-- Data shown --
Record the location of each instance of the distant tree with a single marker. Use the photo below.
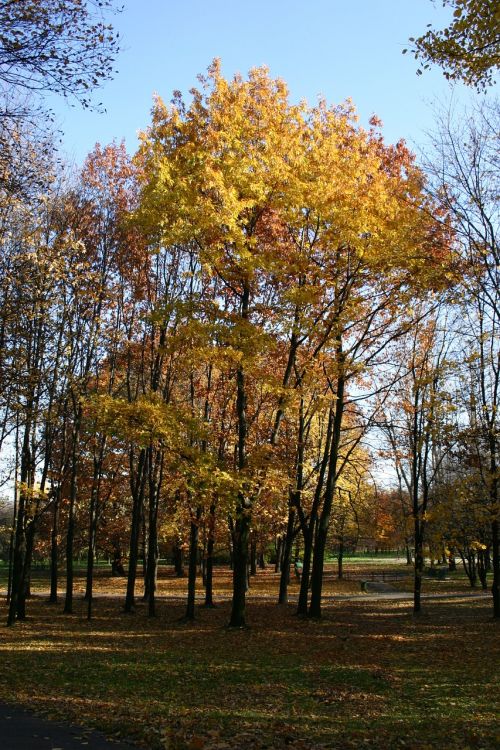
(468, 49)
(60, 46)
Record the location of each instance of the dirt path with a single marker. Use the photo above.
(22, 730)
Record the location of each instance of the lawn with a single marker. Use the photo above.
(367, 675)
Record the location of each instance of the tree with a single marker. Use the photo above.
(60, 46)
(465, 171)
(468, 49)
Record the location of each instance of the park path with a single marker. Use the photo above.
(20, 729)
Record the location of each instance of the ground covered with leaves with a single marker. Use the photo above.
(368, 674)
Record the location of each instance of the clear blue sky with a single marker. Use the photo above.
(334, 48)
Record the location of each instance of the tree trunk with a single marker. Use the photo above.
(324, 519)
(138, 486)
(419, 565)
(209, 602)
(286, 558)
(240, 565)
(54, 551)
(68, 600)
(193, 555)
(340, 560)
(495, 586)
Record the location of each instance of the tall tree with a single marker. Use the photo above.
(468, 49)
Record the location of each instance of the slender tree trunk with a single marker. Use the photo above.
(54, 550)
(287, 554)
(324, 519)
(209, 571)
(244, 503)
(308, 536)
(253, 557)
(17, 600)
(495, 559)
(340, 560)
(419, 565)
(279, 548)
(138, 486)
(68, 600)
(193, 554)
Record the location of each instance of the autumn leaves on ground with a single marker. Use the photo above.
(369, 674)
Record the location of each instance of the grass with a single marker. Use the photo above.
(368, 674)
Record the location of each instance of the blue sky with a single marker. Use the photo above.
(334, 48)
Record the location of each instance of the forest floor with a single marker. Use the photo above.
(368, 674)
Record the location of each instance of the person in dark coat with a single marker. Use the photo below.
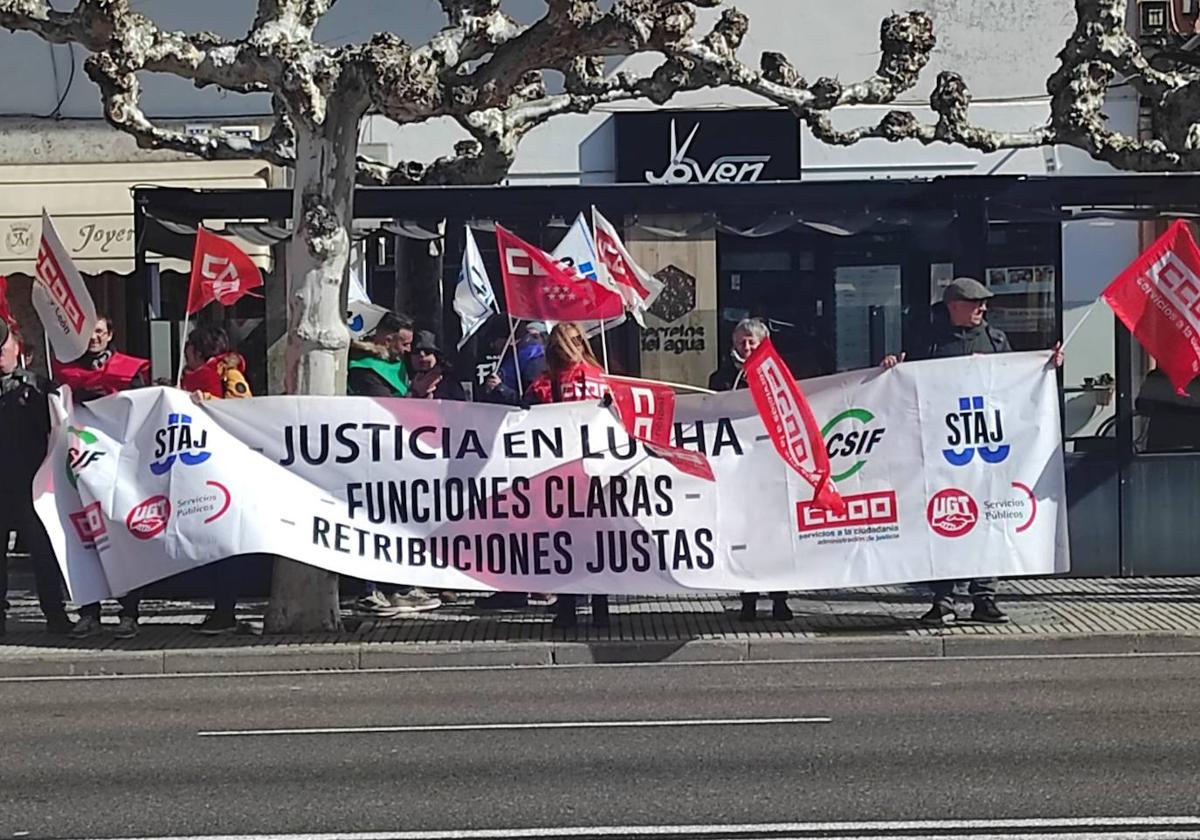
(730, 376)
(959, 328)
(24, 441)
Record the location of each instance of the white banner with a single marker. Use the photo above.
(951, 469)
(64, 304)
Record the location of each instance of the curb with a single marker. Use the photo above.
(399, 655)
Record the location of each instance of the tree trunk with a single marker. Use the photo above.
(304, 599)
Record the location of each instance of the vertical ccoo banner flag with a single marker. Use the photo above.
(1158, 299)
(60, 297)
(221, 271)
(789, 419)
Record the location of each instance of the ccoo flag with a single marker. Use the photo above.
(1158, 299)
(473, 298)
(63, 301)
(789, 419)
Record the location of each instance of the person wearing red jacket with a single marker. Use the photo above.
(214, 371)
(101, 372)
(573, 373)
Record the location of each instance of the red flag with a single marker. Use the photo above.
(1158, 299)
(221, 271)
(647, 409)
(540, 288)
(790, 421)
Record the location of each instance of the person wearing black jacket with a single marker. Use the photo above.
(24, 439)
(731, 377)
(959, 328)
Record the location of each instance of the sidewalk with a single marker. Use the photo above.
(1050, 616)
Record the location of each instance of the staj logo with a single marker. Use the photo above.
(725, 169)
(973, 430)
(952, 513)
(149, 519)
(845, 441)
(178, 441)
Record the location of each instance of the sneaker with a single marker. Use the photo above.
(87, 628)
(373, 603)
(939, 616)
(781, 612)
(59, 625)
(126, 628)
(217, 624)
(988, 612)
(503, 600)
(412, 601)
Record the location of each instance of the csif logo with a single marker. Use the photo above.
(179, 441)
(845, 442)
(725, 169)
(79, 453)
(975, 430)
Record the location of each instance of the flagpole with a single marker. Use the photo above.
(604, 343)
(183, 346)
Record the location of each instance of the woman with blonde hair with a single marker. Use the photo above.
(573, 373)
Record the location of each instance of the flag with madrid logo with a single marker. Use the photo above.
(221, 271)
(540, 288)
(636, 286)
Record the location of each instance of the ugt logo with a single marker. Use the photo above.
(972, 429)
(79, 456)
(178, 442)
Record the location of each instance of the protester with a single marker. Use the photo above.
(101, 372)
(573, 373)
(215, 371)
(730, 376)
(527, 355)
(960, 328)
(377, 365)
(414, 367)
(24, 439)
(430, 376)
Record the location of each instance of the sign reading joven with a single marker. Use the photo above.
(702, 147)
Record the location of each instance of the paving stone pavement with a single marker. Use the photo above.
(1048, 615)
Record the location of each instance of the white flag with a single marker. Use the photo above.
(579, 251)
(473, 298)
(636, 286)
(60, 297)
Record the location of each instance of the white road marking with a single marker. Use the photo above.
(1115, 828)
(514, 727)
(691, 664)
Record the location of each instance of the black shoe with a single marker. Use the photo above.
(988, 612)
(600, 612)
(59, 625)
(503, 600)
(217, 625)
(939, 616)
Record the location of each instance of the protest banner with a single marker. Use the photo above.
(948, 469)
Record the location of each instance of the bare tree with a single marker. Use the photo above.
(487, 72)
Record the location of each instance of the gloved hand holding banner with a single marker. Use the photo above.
---
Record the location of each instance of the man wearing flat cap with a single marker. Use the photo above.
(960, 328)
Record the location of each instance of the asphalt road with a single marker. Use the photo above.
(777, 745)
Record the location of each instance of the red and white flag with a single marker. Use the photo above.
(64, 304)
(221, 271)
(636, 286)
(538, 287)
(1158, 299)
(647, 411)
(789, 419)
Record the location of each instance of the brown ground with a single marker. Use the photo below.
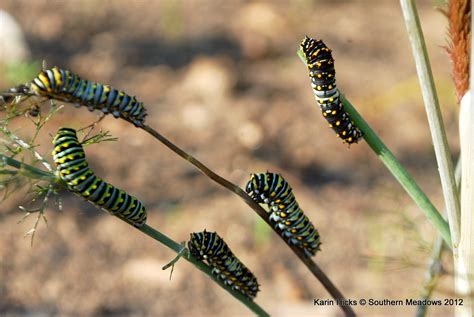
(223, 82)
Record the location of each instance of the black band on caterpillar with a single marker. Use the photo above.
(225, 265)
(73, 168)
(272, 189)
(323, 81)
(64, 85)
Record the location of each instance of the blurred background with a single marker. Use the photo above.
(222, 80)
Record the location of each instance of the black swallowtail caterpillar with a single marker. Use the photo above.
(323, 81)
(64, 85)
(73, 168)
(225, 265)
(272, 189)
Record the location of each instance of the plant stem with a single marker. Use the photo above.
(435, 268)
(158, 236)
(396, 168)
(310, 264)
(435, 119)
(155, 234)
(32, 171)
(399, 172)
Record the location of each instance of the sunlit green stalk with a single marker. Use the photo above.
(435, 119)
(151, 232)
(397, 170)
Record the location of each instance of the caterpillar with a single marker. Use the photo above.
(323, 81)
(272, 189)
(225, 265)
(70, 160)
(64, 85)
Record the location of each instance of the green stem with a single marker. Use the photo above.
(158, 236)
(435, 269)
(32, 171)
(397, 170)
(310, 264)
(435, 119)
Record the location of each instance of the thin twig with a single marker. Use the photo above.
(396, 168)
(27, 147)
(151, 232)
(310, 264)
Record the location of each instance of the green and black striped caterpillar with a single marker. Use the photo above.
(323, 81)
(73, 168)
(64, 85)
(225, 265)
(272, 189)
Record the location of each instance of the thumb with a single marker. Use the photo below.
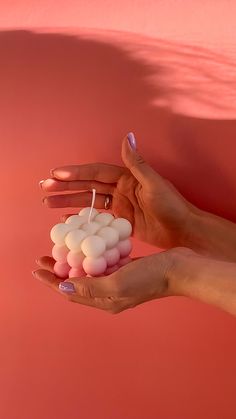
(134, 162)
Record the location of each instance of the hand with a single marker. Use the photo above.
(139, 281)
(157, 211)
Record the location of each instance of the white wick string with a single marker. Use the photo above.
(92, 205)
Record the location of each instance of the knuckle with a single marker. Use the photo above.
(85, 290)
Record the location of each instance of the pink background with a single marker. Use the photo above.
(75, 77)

-- Problem details --
Please pull out each line of the material above that contains the word "green" and copy those lines in full.

-- Response to this exercise --
Record the location of each instance of the sunlit green stalk with a single marker. Use the photo above.
Record the location of each instance of the green stem with a single marker. Use the photo above.
Record the location of each instance of the green and black striped caterpillar with a single marker. Use the photo above.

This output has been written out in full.